(Coordinate labeling data)
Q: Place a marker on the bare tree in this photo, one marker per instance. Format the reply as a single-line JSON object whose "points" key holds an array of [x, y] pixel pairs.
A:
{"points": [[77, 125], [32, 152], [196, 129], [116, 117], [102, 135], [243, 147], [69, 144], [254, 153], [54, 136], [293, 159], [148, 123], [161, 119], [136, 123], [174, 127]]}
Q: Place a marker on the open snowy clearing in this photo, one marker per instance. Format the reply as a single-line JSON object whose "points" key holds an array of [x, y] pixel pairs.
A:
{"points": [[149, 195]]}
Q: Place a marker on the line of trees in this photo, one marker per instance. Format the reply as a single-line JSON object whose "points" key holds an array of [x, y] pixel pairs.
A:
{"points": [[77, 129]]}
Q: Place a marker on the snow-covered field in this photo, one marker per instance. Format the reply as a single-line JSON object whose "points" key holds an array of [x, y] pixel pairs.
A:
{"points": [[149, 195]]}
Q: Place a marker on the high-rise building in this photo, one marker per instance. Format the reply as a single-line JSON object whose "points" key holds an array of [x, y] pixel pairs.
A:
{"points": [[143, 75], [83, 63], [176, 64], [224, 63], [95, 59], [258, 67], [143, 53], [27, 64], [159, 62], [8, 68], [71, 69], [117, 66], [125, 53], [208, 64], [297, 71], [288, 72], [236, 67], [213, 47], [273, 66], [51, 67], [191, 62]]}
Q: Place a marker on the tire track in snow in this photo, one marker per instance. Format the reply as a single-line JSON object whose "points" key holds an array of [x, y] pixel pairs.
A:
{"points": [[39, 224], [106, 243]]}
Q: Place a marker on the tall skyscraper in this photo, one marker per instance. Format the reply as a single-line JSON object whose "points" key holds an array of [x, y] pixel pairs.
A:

Requirement: Rewrite all the entries above, putting "Drop a pin" wherever "Place a marker" appears and keeping everything else the same.

Correct answer:
Q: Drop a pin on the bare tree in this photo, one marker per instance. Format the reply as a single-line JSON object whose "points" key holds an array of [x, y] pixel pairs.
A:
{"points": [[77, 125], [32, 152], [196, 129], [116, 117], [102, 135], [243, 147], [69, 144], [254, 153], [54, 136], [293, 159], [148, 123], [161, 119], [136, 123], [174, 127]]}
Q: Drop a pin on the open snowy clearing in this photo, one marker per instance. Format the reply as a single-line JSON object whose "points" key holds an array of [x, y] pixel pairs.
A:
{"points": [[149, 195]]}
Q: Drop a pin on the line of trees in this photo, one marker per instance. Format the reply as a single-line JSON object whose "points" key holds an array of [x, y] pixel pairs.
A:
{"points": [[77, 129]]}
Q: Drop a pin on the snow-covered field in this photo, one marker per instance. Format the reply as a single-line JSON object whose "points" key holds an array of [x, y] pixel pairs.
A:
{"points": [[149, 195]]}
Q: Drop a pin on the high-rise building in this photo, one marker per instance. Format the reply as a single-line JSON object whose "points" key holds an array of [x, y] pixel pairs.
A:
{"points": [[143, 75], [83, 63], [176, 64], [224, 63], [95, 59], [258, 67], [143, 53], [27, 64], [159, 62], [8, 68], [71, 69], [117, 66], [125, 53], [208, 64], [297, 71], [288, 72], [236, 67], [213, 47], [273, 66], [51, 67], [191, 62]]}
Q: Drop a pin on the tire track in snow in this photo, one marker per instance. Format the reply as a single-line JSON object whose "points" key holds an array of [x, y] pixel pairs.
A:
{"points": [[39, 224], [106, 243]]}
Q: Drop a pin on the tall skyscraper in this photo, one marker per instance. Format the reply as a single-line JSON object whose "points" key holds an array of [x, y] pixel pairs.
A:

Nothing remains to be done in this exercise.